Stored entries

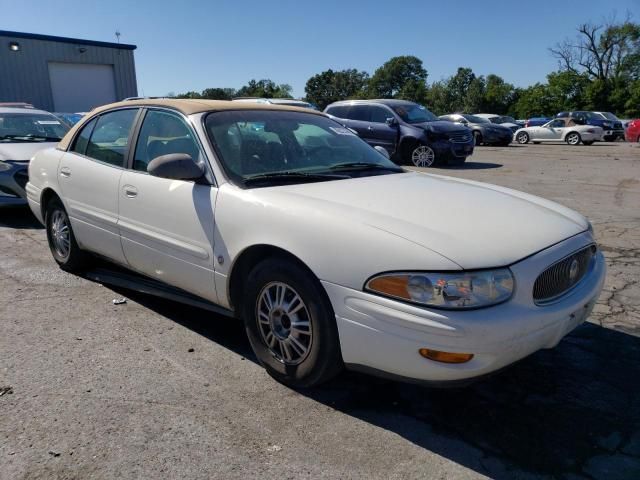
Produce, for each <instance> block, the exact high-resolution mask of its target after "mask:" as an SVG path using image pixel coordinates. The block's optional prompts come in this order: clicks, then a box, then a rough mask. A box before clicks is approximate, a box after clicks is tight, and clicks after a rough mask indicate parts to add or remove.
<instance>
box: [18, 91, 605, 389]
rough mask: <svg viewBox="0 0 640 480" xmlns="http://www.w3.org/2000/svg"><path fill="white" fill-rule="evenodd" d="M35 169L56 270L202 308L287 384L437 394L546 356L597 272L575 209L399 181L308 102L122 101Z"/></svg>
mask: <svg viewBox="0 0 640 480" xmlns="http://www.w3.org/2000/svg"><path fill="white" fill-rule="evenodd" d="M29 170H30V179H29V183H28V185H27V193H28V197H29V204H30V206H31V209H32V210H33V212H34V214H35V215H36V216H37V217H38V219H39V220H40V221H41V222H43V223H44V224H45V225H46V232H47V236H48V239H49V244H50V247H51V252H52V254H53V257H54V259H55V260H56V262H58V264H59V265H61V266H62V268H65V269H67V270H77V269H82V268H86V267H87V265H88V264H89V262H90V260H91V258H90V256H88V255H87V254H88V253H89V252H92V253H95V254H98V255H100V256H102V257H106V258H107V259H109V260H111V261H112V262H115V263H117V264H120V265H122V266H124V267H126V268H128V269H131V270H134V271H136V272H139V273H141V274H143V275H146V276H148V277H151V278H152V279H154V280H156V281H159V282H163V284H169V285H172V286H174V287H178V288H179V289H181V290H182V291H187V292H189V293H191V294H194V295H197V296H198V297H201V298H203V299H206V300H208V301H209V302H212V303H213V304H215V305H217V306H218V308H219V309H220V310H222V311H224V312H225V313H228V314H229V315H234V316H236V317H238V318H240V319H242V320H243V321H244V324H245V327H246V332H247V334H248V337H249V340H250V343H251V345H252V347H253V349H254V351H255V354H256V356H257V358H258V359H259V361H260V362H261V363H262V365H264V366H265V368H266V369H267V371H268V372H269V373H270V374H271V375H272V376H273V377H275V378H276V379H277V380H279V381H281V382H284V383H286V384H288V385H292V386H295V387H308V386H312V385H316V384H319V383H321V382H323V381H325V380H327V379H329V378H331V377H332V376H333V375H335V374H336V373H338V372H339V371H340V370H341V369H342V368H343V367H346V368H349V369H354V370H361V371H365V372H370V373H376V374H381V375H387V376H392V377H394V378H399V379H405V380H412V381H423V382H435V383H438V382H445V383H446V382H456V381H465V380H468V379H470V378H473V377H478V376H481V375H484V374H487V373H489V372H493V371H495V370H498V369H500V368H502V367H505V366H507V365H509V364H511V363H513V362H515V361H517V360H519V359H521V358H523V357H525V356H527V355H529V354H531V353H533V352H535V351H537V350H539V349H541V348H551V347H554V346H555V345H557V344H558V342H559V341H560V340H561V339H562V338H563V337H564V336H565V335H566V334H568V333H569V332H570V331H571V330H573V329H574V328H575V327H576V326H578V325H579V324H580V323H582V322H583V321H584V320H585V319H586V318H587V317H588V316H589V314H590V312H591V309H592V308H593V306H594V304H595V302H596V300H597V299H598V296H599V294H600V291H601V289H602V285H603V281H604V276H605V263H604V259H603V256H602V253H601V252H600V251H599V249H598V248H597V246H596V243H595V240H594V236H593V230H592V229H591V226H590V224H589V222H588V221H587V220H586V219H585V217H583V216H582V215H580V214H578V213H576V212H574V211H572V210H570V209H568V208H565V207H563V206H561V205H558V204H556V203H553V202H550V201H547V200H544V199H542V198H538V197H534V196H531V195H528V194H526V193H521V192H517V191H514V190H510V189H507V188H503V187H498V186H494V185H487V184H482V183H478V182H474V181H469V180H462V179H457V178H448V177H444V176H440V175H430V174H426V173H423V172H416V171H405V170H403V169H402V168H400V167H398V166H396V165H395V164H393V163H392V162H391V161H390V160H388V158H387V157H386V156H385V155H384V154H383V153H381V152H380V151H377V150H375V149H374V148H371V147H370V146H369V145H367V144H366V143H365V142H364V141H363V140H361V139H360V138H358V137H357V136H356V135H354V134H353V133H352V132H351V131H349V130H348V129H346V128H344V127H343V126H342V125H340V124H339V123H337V122H335V121H333V120H331V119H330V118H328V117H327V116H326V115H324V114H322V113H319V112H313V111H311V110H307V109H299V108H293V107H278V106H274V105H269V104H264V105H261V104H252V103H242V102H224V101H201V100H175V99H174V100H169V99H167V100H139V101H129V102H121V103H116V104H112V105H107V106H104V107H101V108H99V109H97V110H95V111H93V112H91V113H90V114H89V115H87V116H86V117H85V118H83V119H82V120H81V121H80V122H79V123H78V124H77V125H76V126H74V128H73V129H72V130H71V131H70V132H69V134H68V135H67V136H66V137H65V138H64V139H63V140H62V141H61V142H60V144H59V145H58V147H57V149H50V150H47V151H43V152H40V153H38V154H37V155H36V156H35V158H34V160H33V161H32V162H31V165H30V169H29ZM438 199H446V201H445V202H444V203H443V202H439V201H438ZM70 308H71V307H70ZM212 320H215V317H214V318H212Z"/></svg>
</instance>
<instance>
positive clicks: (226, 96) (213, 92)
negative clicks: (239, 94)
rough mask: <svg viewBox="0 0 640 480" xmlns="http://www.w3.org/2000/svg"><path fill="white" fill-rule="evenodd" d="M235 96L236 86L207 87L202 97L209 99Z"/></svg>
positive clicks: (203, 92)
mask: <svg viewBox="0 0 640 480" xmlns="http://www.w3.org/2000/svg"><path fill="white" fill-rule="evenodd" d="M235 96H236V90H235V89H234V88H205V89H204V90H203V91H202V98H207V99H209V100H231V99H232V98H233V97H235Z"/></svg>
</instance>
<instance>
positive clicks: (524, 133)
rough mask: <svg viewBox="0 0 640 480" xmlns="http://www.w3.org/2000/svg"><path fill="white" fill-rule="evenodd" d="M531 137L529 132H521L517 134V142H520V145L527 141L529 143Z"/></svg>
mask: <svg viewBox="0 0 640 480" xmlns="http://www.w3.org/2000/svg"><path fill="white" fill-rule="evenodd" d="M530 138H531V137H529V134H528V133H527V132H519V133H518V135H516V142H518V143H519V144H520V145H524V144H526V143H529V140H530ZM533 143H536V142H533Z"/></svg>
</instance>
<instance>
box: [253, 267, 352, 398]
mask: <svg viewBox="0 0 640 480" xmlns="http://www.w3.org/2000/svg"><path fill="white" fill-rule="evenodd" d="M242 316H243V320H244V324H245V329H246V331H247V336H248V337H249V342H250V343H251V347H252V348H253V351H254V352H255V354H256V356H257V357H258V360H259V361H260V363H261V364H262V365H263V366H264V368H265V369H266V370H267V372H268V373H269V375H271V376H272V377H273V378H275V379H276V380H278V381H279V382H281V383H284V384H285V385H289V386H291V387H294V388H305V387H313V386H316V385H319V384H321V383H323V382H325V381H327V380H329V379H330V378H331V377H333V376H335V375H336V374H337V373H338V372H340V370H341V368H342V358H341V355H340V344H339V341H338V329H337V326H336V321H335V314H334V312H333V308H332V307H331V303H330V302H329V299H328V298H327V296H326V293H325V292H324V291H323V290H322V286H321V285H320V283H319V282H318V280H317V279H316V278H315V277H313V275H312V274H310V272H308V271H306V270H305V269H304V268H302V267H301V266H299V265H297V264H296V263H295V262H292V261H289V260H286V259H279V258H273V259H268V260H264V261H263V262H261V263H259V264H258V265H257V266H256V267H255V268H254V269H253V271H252V272H251V273H250V274H249V276H248V282H247V286H246V295H245V298H244V301H243V305H242Z"/></svg>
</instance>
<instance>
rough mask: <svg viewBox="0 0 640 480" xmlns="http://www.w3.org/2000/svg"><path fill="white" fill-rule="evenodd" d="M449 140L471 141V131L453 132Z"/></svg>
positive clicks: (449, 134)
mask: <svg viewBox="0 0 640 480" xmlns="http://www.w3.org/2000/svg"><path fill="white" fill-rule="evenodd" d="M449 140H450V141H451V142H453V143H467V142H470V141H471V133H469V132H453V133H450V134H449Z"/></svg>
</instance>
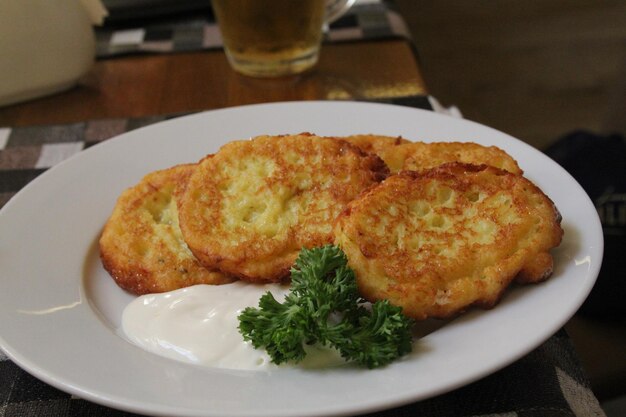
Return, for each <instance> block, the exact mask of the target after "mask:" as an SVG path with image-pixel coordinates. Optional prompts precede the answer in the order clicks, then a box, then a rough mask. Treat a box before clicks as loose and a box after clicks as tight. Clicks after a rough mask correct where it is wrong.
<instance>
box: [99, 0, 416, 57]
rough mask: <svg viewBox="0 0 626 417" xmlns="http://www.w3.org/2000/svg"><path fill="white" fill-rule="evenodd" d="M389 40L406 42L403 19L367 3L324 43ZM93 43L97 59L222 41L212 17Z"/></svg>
mask: <svg viewBox="0 0 626 417" xmlns="http://www.w3.org/2000/svg"><path fill="white" fill-rule="evenodd" d="M207 1H208V0H207ZM131 26H132V25H131ZM393 37H403V38H407V39H410V33H409V30H408V29H407V26H406V24H405V22H404V20H403V18H402V17H401V16H400V14H399V13H398V12H397V11H395V10H394V9H393V8H392V7H390V6H389V5H388V4H386V3H384V2H382V1H380V0H368V1H363V2H360V3H357V4H355V5H354V6H352V8H350V10H348V12H347V13H346V14H345V15H344V16H342V17H341V18H340V19H338V20H337V21H335V22H333V23H332V24H331V25H330V28H329V30H328V32H327V33H326V35H325V40H326V42H342V41H354V40H361V39H385V38H393ZM96 41H97V52H96V55H97V56H98V58H110V57H113V56H118V55H124V54H136V53H169V52H182V51H197V50H207V49H216V48H221V47H222V37H221V34H220V31H219V28H218V25H217V23H216V22H215V20H213V18H212V16H195V17H192V18H187V19H182V20H180V19H175V20H172V21H167V22H163V21H160V22H158V23H147V24H145V25H138V26H134V27H128V26H127V27H124V28H123V29H121V28H115V27H106V26H105V27H101V28H97V29H96Z"/></svg>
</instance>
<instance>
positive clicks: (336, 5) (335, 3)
mask: <svg viewBox="0 0 626 417" xmlns="http://www.w3.org/2000/svg"><path fill="white" fill-rule="evenodd" d="M355 1H356V0H327V1H326V16H325V18H324V22H325V23H326V24H327V25H328V24H330V23H332V22H334V21H335V20H337V19H339V18H340V17H341V16H343V15H344V13H346V12H347V11H348V9H350V7H352V5H353V4H354V2H355Z"/></svg>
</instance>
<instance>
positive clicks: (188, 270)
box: [99, 164, 234, 294]
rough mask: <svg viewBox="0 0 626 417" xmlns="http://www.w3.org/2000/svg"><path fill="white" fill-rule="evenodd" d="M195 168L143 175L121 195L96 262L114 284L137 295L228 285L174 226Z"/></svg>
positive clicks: (99, 243) (223, 278) (179, 228)
mask: <svg viewBox="0 0 626 417" xmlns="http://www.w3.org/2000/svg"><path fill="white" fill-rule="evenodd" d="M194 169H195V164H187V165H178V166H175V167H172V168H169V169H165V170H160V171H155V172H152V173H150V174H148V175H146V176H145V177H144V178H143V179H142V180H141V181H140V182H139V183H138V184H137V185H135V186H134V187H131V188H129V189H127V190H126V191H124V192H123V193H122V194H121V195H120V197H119V199H118V200H117V203H116V205H115V208H114V209H113V213H112V214H111V217H110V218H109V220H108V221H107V223H106V225H105V226H104V230H103V232H102V236H101V237H100V242H99V244H100V257H101V259H102V264H103V266H104V268H105V269H106V270H107V271H108V272H109V274H111V276H112V277H113V279H114V280H115V281H116V282H117V284H118V285H119V286H120V287H122V288H124V289H126V290H128V291H130V292H133V293H135V294H148V293H157V292H165V291H171V290H175V289H178V288H183V287H187V286H190V285H194V284H224V283H227V282H232V281H233V280H234V278H230V277H228V276H226V275H224V274H223V273H221V272H214V271H209V270H207V269H206V268H204V267H203V266H202V265H201V264H200V263H199V262H198V260H197V259H196V258H195V257H194V256H193V254H192V253H191V251H190V250H189V248H187V245H186V244H185V242H184V240H183V237H182V233H181V231H180V228H179V226H178V210H177V206H176V200H177V199H178V198H179V196H180V193H181V191H182V188H184V184H185V183H186V182H187V180H188V178H189V176H190V175H191V173H192V172H193V171H194Z"/></svg>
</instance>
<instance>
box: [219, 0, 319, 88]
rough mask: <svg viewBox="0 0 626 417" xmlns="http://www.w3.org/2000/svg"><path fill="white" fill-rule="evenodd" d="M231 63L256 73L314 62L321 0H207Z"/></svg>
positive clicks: (314, 61)
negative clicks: (214, 19) (219, 31)
mask: <svg viewBox="0 0 626 417" xmlns="http://www.w3.org/2000/svg"><path fill="white" fill-rule="evenodd" d="M212 1H213V10H214V12H215V15H216V17H217V21H218V22H219V25H220V31H221V33H222V38H223V42H224V48H225V51H226V55H227V56H228V59H229V61H230V63H231V65H232V66H233V68H234V69H235V70H237V71H239V72H241V73H243V74H246V75H251V76H256V77H274V76H281V75H288V74H296V73H300V72H302V71H305V70H307V69H308V68H310V67H312V66H313V65H315V63H316V62H317V57H318V53H319V47H320V43H321V38H322V27H323V25H324V10H325V5H326V1H325V0H212Z"/></svg>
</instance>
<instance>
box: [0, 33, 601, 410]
mask: <svg viewBox="0 0 626 417" xmlns="http://www.w3.org/2000/svg"><path fill="white" fill-rule="evenodd" d="M426 94H427V88H426V86H425V84H424V80H423V78H422V74H421V72H420V67H419V63H418V59H417V54H416V53H415V49H414V47H413V45H412V44H411V43H410V42H409V41H407V40H406V39H376V40H360V41H354V42H342V43H327V44H324V46H323V49H322V53H321V58H320V62H319V64H318V65H317V66H316V67H315V68H314V69H313V70H312V71H310V72H308V73H305V74H302V75H300V76H294V77H286V78H279V79H254V78H248V77H244V76H241V75H239V74H237V73H235V72H234V71H233V70H232V69H231V68H230V67H229V66H228V63H227V60H226V57H225V55H224V53H223V51H221V50H206V51H195V52H176V53H168V54H147V55H132V56H118V57H115V58H110V59H102V60H99V61H97V62H96V63H95V65H94V66H93V68H92V70H91V71H90V72H89V73H88V74H87V75H86V76H85V77H84V78H83V79H82V80H81V81H80V82H79V84H78V85H77V86H75V87H74V88H72V89H70V90H68V91H65V92H62V93H59V94H55V95H53V96H49V97H45V98H40V99H36V100H32V101H28V102H25V103H20V104H15V105H11V106H7V107H4V108H0V126H6V127H10V128H11V129H13V130H19V128H20V127H27V126H34V125H41V126H42V129H45V128H46V126H50V125H57V124H67V123H75V122H85V121H90V120H98V119H116V118H121V119H131V118H142V117H147V116H159V115H172V114H182V113H189V112H195V111H201V110H209V109H216V108H224V107H232V106H237V105H244V104H252V103H261V102H278V101H292V100H340V99H351V100H387V101H392V102H393V101H394V99H402V98H407V97H416V96H424V95H426ZM34 132H35V131H34V130H29V131H28V133H29V134H33V133H34ZM31 148H32V146H31V147H30V148H29V149H28V150H27V151H28V152H31V151H32V149H31ZM16 152H17V151H16ZM1 159H2V158H0V160H1ZM5 159H7V158H5ZM18 159H19V158H18ZM9 160H11V161H13V162H11V161H9ZM15 160H17V159H15V158H13V159H12V158H8V159H7V161H9V162H7V163H9V165H7V167H9V168H10V169H11V170H13V171H14V172H13V173H12V174H15V173H16V172H17V170H16V169H15V168H16V167H14V166H10V164H11V163H14V162H15ZM5 162H6V161H5ZM15 163H16V162H15ZM22 165H24V166H25V165H26V163H24V164H22ZM7 167H3V166H0V169H8V168H7ZM17 168H22V167H21V166H20V167H17ZM30 171H33V175H38V174H39V173H40V172H39V171H37V170H32V169H31V170H30ZM30 171H29V172H30ZM35 171H36V172H35ZM20 175H21V174H20ZM29 175H30V174H29ZM22 176H24V175H22ZM20 184H21V183H20ZM21 186H22V185H20V186H19V187H21ZM19 187H17V188H19ZM9 191H10V193H8V194H7V196H8V197H7V198H10V196H11V195H12V194H13V193H14V192H15V191H17V189H15V190H14V189H11V190H9ZM0 359H2V358H1V352H0ZM9 362H10V361H8V360H6V358H5V360H4V361H2V360H0V374H1V375H0V376H1V377H2V378H0V380H2V379H3V378H4V380H5V381H9V380H10V379H11V378H16V380H17V382H12V383H10V384H9V385H10V387H9V388H7V389H4V388H2V386H0V414H2V415H5V414H3V412H4V411H6V412H7V413H8V414H6V415H7V416H8V415H11V410H13V412H14V413H15V414H13V415H21V416H22V415H23V416H26V415H83V414H84V413H97V414H98V415H120V414H116V413H117V412H115V411H114V410H108V409H104V408H103V407H99V408H93V407H96V406H95V405H89V404H85V403H86V402H83V403H78V402H76V401H75V400H74V399H72V400H71V405H69V406H67V403H66V402H64V403H63V407H66V408H67V409H65V408H64V410H65V411H62V412H60V411H58V410H56V409H54V407H55V406H54V404H57V406H58V405H59V404H60V403H58V402H56V403H55V402H54V401H49V402H48V403H47V404H49V405H50V406H49V407H48V406H46V407H44V405H42V404H43V401H48V400H49V399H50V398H53V399H57V397H58V396H59V395H58V394H56V391H54V390H53V389H52V388H49V387H47V386H45V384H43V383H41V382H39V381H37V380H36V379H34V378H32V377H29V376H28V375H27V374H25V373H20V372H18V370H17V368H16V367H15V366H14V365H13V364H8V363H9ZM557 368H558V369H566V370H568V372H569V375H570V376H571V377H572V378H571V381H570V380H569V379H568V380H567V381H563V380H562V379H560V378H561V374H560V373H559V372H555V370H557ZM529 377H530V378H532V379H534V378H535V377H536V381H535V382H533V384H535V385H536V387H534V386H533V388H532V389H528V388H529V387H528V386H525V388H524V389H523V390H522V391H520V386H519V381H521V380H524V381H529V379H528V378H529ZM531 385H532V384H531ZM51 390H52V391H51ZM5 391H7V392H6V395H4V394H5ZM495 392H498V393H499V395H495V394H493V393H495ZM503 392H509V393H510V395H508V394H507V395H503ZM42 393H43V394H42ZM572 393H573V394H572ZM581 393H582V394H581ZM572 395H573V396H580V395H584V402H581V403H580V404H575V403H572V402H571V401H570V400H571V398H573V397H572ZM33 401H35V402H38V403H37V404H39V405H38V407H39V408H37V409H31V410H30V411H28V410H26V411H25V409H23V408H21V407H27V405H25V404H30V405H32V403H33ZM55 401H56V400H55ZM63 401H70V400H63ZM30 405H29V406H30ZM68 407H69V408H68ZM44 410H46V413H47V414H46V413H44V412H43V411H44ZM67 410H69V411H67ZM551 410H552V411H553V412H556V411H559V412H560V413H561V414H558V415H602V412H601V411H600V410H599V407H598V404H597V401H596V400H595V398H594V397H593V394H592V393H591V392H590V390H589V387H588V383H586V380H585V376H584V372H582V370H581V369H580V367H579V364H578V362H577V358H576V354H575V352H574V351H573V349H572V348H571V346H570V345H569V340H568V338H567V335H566V334H565V333H564V332H560V333H559V334H557V335H555V336H553V337H552V338H551V339H550V340H548V341H547V342H546V343H545V344H544V345H542V346H541V347H540V348H538V349H537V350H536V351H534V352H533V353H531V354H529V355H528V356H527V357H525V358H524V359H522V360H520V361H518V362H517V363H515V364H513V365H511V366H509V367H507V368H505V369H503V370H501V371H499V372H497V373H496V374H494V375H492V376H489V377H487V378H485V379H483V380H481V381H478V382H477V383H474V384H471V385H469V386H467V387H464V388H461V389H459V390H456V391H453V392H452V393H448V394H446V395H444V396H440V397H437V398H433V399H430V400H426V401H423V402H421V403H419V404H417V405H410V406H406V407H403V408H401V409H396V410H392V411H389V414H387V413H383V414H384V415H416V414H420V415H441V416H444V415H446V416H453V415H454V416H458V415H475V414H491V415H528V416H540V415H554V414H550V412H551ZM564 410H565V411H564ZM581 410H583V411H582V412H581ZM81 413H83V414H81ZM511 413H513V414H511ZM515 413H521V414H515ZM588 413H591V414H588ZM383 414H381V415H383ZM92 415H96V414H92Z"/></svg>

• _Written task_
Reproduce the items word for word, beginning with the first line of the items and continuing through the line that contains "169L56 270L202 308L287". Omit the pictures from your answer.

• _Solution below_
Produce, for each <instance> block, the exact high-resolution mask of its target after "mask:" as an SVG path using image pixel coordinates. The block's optional prompts come in this order: clicks, then a box, then a rough mask. A box before clicks is approximate, a box after clicks is tight, and clicks after a rough mask indicate parts to add or remove.
<instance>
box: [18, 91, 605, 389]
rough mask: <svg viewBox="0 0 640 480" xmlns="http://www.w3.org/2000/svg"><path fill="white" fill-rule="evenodd" d="M35 169L56 270L202 308L287 384L437 394L546 356L597 272L575 209L399 181L308 102L122 101Z"/></svg>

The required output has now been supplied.